§ **EXCERPT**:
· · · · · · ·

Remembrance of terrorism past

- Juvenal Sanso -
Terrorism inspires hatred – in those who undertake it and those who are affected by it. But it is also true that terrorism is a relative matter. As they say, one’s terrorist is another’s freedom fighter. Since the interpretation depends on who is applying or receiving the ignominy, one cannot discard easily the self-sacrificing, the self-immolating and the bomb-carriers as opposed to the cowardly button-pushers who deal out death from a distance.

Terror and democracy can be met face-to-face without the least provocation from the most ordinary citizen minding his own quotidian business, as was the case of yours truly on a quiet, long weekend on my way to Brussels, not long before the barriers and frontiers of the future European Union were discarded.

This super-express train went from Paris to Brussels without a single stop between the two capitals. This meant that French and Belgian customs and immigration officers were on the train from the very beginning and did their work from opposite ends towards the center, meeting and overlapping, examining passports and other papers and bags as they went along.

In Paris, before departing, I was comfortably reading on this rather empty wagon that very much looked, and felt, like a plane. There were two seats, separated from the two other seats by a corridor. I was seated near the window and had my bag next to me, a floppy sort of bag to carry necessities for a few days, containing enough to read for the journey and to comb one’s remaining, thinning hair. It also was the type of container that stays agape with a weary abandon.

Suddenly, a chubby, short, middle-aged Levantine sort of chap arrived, and I saw him pulling a chain as he advanced and tried to get into his row and the seat, which was exactly at the other side of the corridor. I thought that it might be a dog on a leash and that may start distasteful discussions with people who are less human than their own pooches.

It turned out to be not a dog but quite a voluminous bag being pulled by this gentleman. He lifted it with a grunt and tried to put it on the rack above the seats. By then I was getting interested for that lethal instrument could fall down as a great part of this "elephant" was leaning out. By the time he was starting to get settled in his seat, I told him how dangerous it was to keep the catapult aimed at us poor Romans-in-the-Siege. I suggested the big racks by the door, specifically provided for elephants, giraffes and even the well-packed obese.

That seemed like the end of a simple story but, unfortunately, it was only the beginning of a rather complicated one.

My passport was not interesting at all to the uniformed "Big Brothers,"who were so indifferent that they pointedly refused to admit they had the "genius of geniuses" (wink) right before them. I was miffed and relieved by my anonymity. Much less ignored, however, was my immediate neighbor, he with the whale of a bag. They grabbed his passport and bedlam broke loose. His document was confiscated, politely, but with not a chance of being returned as it was quickly ensconced in an officer’s bosom. They all left in a great hurry towards opposite ends of the train, and my neighbor had the bad taste of getting up and coming to my side of the corridor for a chat. Drats! Worse even was when each time he saw an officer rush in and out of our wagon, he would hurry back to his seat, looking, maladroitly innocent, away at the landscape as if he were trying to protect an accomplice – me! This happened several times and by then the fever of officialdom was escalating and they were looking at me with growing interest.

· · · · · · ·

§ **LISTING**:
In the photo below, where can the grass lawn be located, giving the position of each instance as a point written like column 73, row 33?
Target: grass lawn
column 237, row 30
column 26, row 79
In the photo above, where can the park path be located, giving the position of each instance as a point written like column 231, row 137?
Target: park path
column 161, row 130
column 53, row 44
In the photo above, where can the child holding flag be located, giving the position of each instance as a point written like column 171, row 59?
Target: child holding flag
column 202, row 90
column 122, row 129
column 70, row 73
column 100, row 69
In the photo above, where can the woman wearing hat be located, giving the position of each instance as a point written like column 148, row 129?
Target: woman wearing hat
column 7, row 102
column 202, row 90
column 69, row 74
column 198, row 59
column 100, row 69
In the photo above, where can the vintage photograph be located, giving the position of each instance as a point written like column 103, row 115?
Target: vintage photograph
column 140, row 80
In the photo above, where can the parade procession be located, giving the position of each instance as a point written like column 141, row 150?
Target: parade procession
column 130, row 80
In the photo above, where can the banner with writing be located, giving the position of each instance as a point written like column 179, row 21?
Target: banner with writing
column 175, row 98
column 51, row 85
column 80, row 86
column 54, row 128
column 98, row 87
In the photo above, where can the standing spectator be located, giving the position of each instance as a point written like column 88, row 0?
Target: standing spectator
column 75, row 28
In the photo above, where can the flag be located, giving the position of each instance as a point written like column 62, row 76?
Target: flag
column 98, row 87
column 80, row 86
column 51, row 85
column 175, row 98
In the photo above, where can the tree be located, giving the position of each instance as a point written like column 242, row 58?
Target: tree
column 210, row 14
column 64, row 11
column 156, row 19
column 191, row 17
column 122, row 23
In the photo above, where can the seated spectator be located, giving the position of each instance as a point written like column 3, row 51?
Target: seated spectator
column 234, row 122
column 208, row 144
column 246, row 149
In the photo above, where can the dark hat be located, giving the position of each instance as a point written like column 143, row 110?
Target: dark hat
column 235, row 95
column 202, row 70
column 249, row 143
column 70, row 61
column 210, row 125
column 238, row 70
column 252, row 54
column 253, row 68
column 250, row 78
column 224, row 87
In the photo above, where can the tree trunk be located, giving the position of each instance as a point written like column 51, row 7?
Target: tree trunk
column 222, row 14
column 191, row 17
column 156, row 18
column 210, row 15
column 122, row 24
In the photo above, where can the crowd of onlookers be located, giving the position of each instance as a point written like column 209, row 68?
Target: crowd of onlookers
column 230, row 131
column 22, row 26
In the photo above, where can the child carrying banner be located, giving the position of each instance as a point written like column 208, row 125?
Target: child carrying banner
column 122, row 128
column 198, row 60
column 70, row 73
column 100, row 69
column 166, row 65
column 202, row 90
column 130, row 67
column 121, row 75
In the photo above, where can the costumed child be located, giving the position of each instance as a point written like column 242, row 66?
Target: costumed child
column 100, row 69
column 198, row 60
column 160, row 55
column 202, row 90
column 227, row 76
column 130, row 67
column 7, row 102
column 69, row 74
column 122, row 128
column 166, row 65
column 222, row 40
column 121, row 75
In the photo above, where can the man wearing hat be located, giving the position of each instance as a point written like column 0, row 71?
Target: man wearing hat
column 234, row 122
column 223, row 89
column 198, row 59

· · · · · · ·

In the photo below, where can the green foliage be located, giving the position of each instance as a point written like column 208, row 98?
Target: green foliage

· · · · · · ·

§ **EXERCISE TASKS**:
A. In the terrorism essay, what route did the super-express train run, and how many stops did it make along the way?
B. Quote the terrorism essay word for word, from "Remembrance of terrorism" up to and including "Union were discarded.".

§ **TASK RESPONSES**:
A. It ran from Paris to Brussels without a single stop between the two capitals.

B.
Remembrance of terrorism past

- Juvenal Sanso -
Terrorism inspires hatred – in those who undertake it and those who are affected by it. But it is also true that terrorism is a relative matter. As they say, one’s terrorist is another’s freedom fighter. Since the interpretation depends on who is applying or receiving the ignominy, one cannot discard easily the self-sacrificing, the self-immolating and the bomb-carriers as opposed to the cowardly button-pushers who deal out death from a distance.

Terror and democracy can be met face-to-face without the least provocation from the most ordinary citizen minding his own quotidian business, as was the case of yours truly on a quiet, long weekend on my way to Brussels, not long before the barriers and frontiers of the future European Union were discarded.